*** Text under study ***

Payyanur’s tryst with forgotten flora

PDG V G Nayanar, D 3202, planting a sapling in an arboretum.
PDG V G Nayanar, D 3202, planting a sapling in an arboretum.

Hopea parviflora, Actinodaphne malabarica, Cynometra beddomei — Sounds Greek and Latin? These are the botanical names of some of the plant species on the verge of extinction.

The Rotarians of RC Payyanur, D 3202, have came up with a unique community project — an attempt to preserve and revive some of the endangered flora varieties that are endemic in the Western Ghats region. The club with support and guidance from the Botany Department of Payyanur College have set up arboretums in various parts of Payyanur in Kerala. Naming it the ‘Threatened Trees ­Conservation Garden,’ they planted 1,111 saplings of 111 species of globally threatened plant troves.

“One hundred and eleven plant varieties to commemorate Rotary’s 111th anniversary,” said the club president C R Nambiar. The saplings have been planted in the club’s one-acre vacant plot at Muthathy, and at Payyanur college campus, Edanad and Kunhimangalam, where the local ­people also pitched in and have promised to help in the maintenance of the plants.

Without proper conservation, several medicinal plants have disappeared in the Western Ghats, said Nambiar. Dr Ratheesh Narayanan, a club member and Botany professor in Payyanur College was instrumental in identifying the various species from Wayanad for this club initiative. A scientist in plant taxonomy with about 15 years of association with the MS Swaminathan Research Foundation, Narayanan has done a lot of research on the globally endangered plant varieties that are endemic to the region. Wayanad, in the Western Ghats, is a haven of biodiversity. Classified under categories such as critically endangered, vulnerable and rare, at least 352 globally threatened tree species grow here. Several of them have medicinal properties; “their barks and leaves are used in preparing arishtams and kashayams, that our State is known for, to treat complex disorders. These species need our attention and have to be protected,” he said.

The ex-situ preservation of such endangered trees will not only help in educating the student community about the diversity of plants but can also serve as source material for micro propagation, he added.

How about the post-planting care that is equally vital for the plants to grow? “These saplings are like our children; we will nurture them with utmost love and care,” assured the club president.

*** End of Text under study ***
*** Source data ***

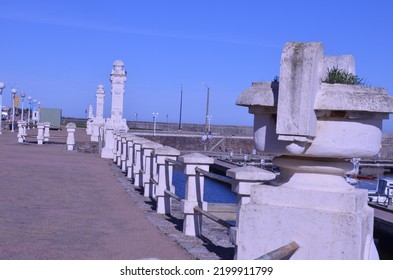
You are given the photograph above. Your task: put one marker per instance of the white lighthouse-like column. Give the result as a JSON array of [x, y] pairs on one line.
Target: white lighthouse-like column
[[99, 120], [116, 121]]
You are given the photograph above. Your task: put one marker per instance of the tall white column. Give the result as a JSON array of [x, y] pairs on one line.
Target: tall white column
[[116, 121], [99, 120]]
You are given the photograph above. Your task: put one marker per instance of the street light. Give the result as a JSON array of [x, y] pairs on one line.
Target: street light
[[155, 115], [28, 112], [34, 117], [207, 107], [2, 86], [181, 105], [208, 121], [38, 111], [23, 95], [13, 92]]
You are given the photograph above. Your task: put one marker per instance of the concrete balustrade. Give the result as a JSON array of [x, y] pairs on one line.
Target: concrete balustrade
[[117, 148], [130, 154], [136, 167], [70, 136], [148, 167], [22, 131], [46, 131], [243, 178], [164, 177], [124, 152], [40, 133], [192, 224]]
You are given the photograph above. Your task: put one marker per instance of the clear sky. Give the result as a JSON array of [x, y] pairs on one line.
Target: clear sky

*** End of Source data ***

About this exercise: List every place where the article on Payyanur's threatened trees garden says the saplings were planted.

Answer section:
- The club's one-acre vacant plot at Muthathy
- Payyanur college campus
- Edanad
- Kunhimangalam